Items from a data collection:
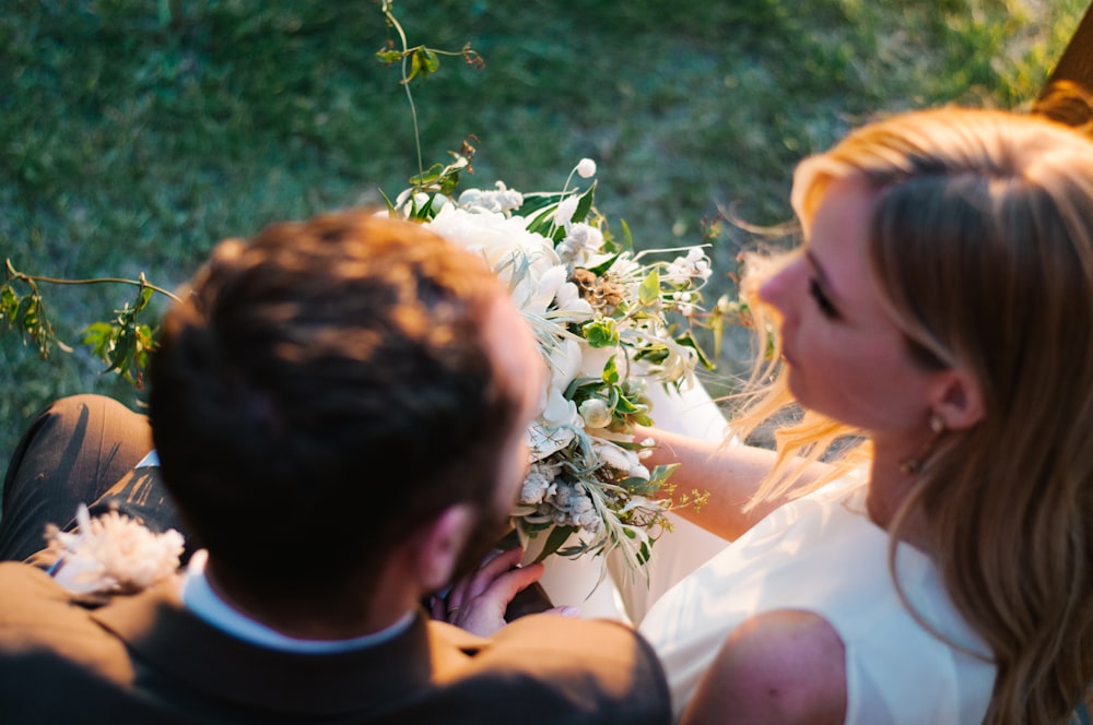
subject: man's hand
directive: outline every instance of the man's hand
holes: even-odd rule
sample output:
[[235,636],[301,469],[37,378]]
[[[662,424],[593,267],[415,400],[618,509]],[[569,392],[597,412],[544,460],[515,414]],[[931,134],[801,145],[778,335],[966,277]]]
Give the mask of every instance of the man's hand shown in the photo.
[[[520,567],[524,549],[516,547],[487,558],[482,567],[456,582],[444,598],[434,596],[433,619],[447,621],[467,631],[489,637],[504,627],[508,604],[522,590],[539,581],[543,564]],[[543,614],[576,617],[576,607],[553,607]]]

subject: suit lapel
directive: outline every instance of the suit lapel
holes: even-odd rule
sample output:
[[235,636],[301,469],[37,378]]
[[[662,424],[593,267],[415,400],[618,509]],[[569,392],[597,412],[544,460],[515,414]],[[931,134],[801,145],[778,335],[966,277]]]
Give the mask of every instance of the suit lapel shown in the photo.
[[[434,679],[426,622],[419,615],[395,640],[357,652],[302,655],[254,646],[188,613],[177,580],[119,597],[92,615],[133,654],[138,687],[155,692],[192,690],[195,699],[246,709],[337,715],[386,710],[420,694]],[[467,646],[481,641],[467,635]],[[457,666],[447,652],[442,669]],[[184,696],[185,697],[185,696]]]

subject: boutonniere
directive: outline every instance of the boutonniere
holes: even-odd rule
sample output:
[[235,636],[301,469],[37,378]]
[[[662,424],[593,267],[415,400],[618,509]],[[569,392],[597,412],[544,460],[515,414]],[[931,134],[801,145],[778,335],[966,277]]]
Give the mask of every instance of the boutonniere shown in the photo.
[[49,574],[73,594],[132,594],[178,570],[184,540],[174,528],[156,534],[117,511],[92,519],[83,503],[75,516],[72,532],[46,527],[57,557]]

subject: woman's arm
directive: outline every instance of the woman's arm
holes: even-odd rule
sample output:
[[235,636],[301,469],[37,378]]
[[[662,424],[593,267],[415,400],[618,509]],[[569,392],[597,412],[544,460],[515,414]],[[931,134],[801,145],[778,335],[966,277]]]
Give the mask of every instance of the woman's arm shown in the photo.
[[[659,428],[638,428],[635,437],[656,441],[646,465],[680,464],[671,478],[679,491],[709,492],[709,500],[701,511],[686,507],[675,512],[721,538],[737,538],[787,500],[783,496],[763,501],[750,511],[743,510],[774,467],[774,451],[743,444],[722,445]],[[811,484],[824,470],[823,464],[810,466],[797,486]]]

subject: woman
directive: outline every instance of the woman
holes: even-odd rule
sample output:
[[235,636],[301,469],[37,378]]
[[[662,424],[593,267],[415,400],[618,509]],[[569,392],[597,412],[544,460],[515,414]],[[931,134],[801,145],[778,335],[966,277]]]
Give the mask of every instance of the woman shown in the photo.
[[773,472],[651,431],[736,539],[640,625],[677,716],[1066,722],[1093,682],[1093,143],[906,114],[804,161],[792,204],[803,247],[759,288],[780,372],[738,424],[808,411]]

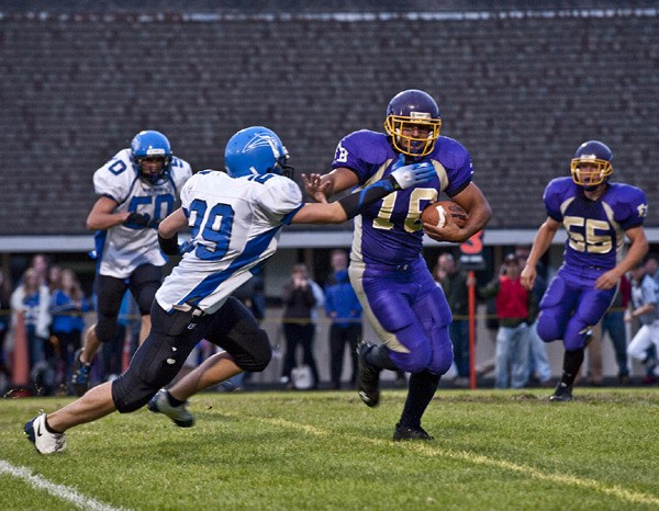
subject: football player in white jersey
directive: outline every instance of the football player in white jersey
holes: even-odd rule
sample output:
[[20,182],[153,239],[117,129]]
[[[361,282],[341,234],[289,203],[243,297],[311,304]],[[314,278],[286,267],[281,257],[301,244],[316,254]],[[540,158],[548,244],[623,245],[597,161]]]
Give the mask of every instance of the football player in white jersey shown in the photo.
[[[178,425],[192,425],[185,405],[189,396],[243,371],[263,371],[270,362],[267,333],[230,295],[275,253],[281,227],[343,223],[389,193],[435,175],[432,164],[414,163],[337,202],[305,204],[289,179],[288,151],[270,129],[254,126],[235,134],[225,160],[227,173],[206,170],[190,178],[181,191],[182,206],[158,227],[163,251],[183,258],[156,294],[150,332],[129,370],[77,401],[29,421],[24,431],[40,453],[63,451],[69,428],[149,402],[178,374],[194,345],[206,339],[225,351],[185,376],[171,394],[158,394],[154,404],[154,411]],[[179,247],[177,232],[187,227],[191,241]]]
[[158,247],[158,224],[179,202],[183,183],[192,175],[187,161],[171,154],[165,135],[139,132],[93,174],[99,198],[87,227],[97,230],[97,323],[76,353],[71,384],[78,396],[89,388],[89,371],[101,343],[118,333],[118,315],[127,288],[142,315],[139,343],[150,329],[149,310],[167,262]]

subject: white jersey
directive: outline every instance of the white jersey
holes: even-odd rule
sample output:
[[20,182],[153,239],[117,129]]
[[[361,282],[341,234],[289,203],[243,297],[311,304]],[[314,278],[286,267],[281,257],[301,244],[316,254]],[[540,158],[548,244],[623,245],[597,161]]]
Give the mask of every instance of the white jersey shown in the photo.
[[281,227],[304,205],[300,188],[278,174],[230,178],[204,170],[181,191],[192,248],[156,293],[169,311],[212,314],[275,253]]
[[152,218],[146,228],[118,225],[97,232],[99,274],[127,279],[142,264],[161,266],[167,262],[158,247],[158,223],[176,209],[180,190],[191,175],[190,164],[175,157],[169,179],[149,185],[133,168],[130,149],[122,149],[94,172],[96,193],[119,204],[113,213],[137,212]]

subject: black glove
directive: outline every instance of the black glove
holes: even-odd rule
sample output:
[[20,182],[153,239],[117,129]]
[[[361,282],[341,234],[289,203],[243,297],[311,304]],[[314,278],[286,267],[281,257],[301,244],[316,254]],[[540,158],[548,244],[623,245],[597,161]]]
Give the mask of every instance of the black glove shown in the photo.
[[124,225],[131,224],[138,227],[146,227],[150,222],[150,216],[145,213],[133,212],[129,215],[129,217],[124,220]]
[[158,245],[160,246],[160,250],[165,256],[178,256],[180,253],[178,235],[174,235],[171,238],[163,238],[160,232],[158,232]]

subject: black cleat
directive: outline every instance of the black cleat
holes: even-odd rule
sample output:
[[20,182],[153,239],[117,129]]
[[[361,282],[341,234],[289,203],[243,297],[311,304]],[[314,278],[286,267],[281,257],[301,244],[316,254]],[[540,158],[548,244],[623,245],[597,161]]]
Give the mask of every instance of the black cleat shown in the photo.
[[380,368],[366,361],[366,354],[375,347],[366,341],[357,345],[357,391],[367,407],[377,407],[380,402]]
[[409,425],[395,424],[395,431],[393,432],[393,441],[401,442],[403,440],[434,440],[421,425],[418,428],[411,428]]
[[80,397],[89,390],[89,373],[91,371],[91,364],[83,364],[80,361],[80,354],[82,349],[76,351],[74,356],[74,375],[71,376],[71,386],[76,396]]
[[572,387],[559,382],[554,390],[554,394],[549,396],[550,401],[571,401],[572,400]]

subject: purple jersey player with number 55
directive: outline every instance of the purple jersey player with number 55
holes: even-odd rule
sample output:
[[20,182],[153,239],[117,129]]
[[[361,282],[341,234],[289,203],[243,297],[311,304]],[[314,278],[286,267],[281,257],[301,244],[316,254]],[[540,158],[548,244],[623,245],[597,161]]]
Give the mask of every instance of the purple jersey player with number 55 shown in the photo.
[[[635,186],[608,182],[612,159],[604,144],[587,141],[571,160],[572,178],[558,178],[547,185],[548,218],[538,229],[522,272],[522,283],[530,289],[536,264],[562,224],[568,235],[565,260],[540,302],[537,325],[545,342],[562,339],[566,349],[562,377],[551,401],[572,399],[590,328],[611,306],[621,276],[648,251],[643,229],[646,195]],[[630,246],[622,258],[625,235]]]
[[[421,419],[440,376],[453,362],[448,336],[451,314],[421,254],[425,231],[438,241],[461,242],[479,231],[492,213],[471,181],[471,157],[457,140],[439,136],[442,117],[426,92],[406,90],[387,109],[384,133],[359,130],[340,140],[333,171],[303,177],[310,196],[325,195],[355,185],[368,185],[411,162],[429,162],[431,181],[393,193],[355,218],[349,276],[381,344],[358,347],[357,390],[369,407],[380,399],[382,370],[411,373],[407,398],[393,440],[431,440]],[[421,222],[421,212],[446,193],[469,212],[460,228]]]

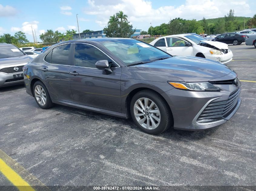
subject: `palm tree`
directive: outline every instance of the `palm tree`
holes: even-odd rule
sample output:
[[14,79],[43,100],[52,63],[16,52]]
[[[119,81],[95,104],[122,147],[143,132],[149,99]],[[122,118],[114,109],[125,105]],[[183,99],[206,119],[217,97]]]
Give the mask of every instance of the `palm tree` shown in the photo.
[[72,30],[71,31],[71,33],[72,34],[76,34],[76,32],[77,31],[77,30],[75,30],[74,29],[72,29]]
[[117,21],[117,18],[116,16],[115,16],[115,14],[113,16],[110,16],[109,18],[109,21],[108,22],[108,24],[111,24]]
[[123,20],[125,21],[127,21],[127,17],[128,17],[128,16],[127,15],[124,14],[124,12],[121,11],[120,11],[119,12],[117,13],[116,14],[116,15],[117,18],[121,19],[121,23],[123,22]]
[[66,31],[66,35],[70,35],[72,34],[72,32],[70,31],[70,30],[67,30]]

Task objective: Count the lines in the items above that contain the string "suit", treating uppercase and lowercase as different. Reply with the number only.

Solution for this exercise: 3